═══ Records supplied
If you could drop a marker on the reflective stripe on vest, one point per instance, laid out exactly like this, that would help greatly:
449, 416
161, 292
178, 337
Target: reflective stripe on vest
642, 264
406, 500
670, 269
══════
Goal of the exercise:
All of the material must be reproduced exactly.

Exercise result:
If you could drop a marker on the reflective stripe on vest, one point per instance, laid out exactly like this, that would help greatly:
449, 416
161, 292
178, 337
Target: reflective stripe on vest
642, 264
406, 500
670, 269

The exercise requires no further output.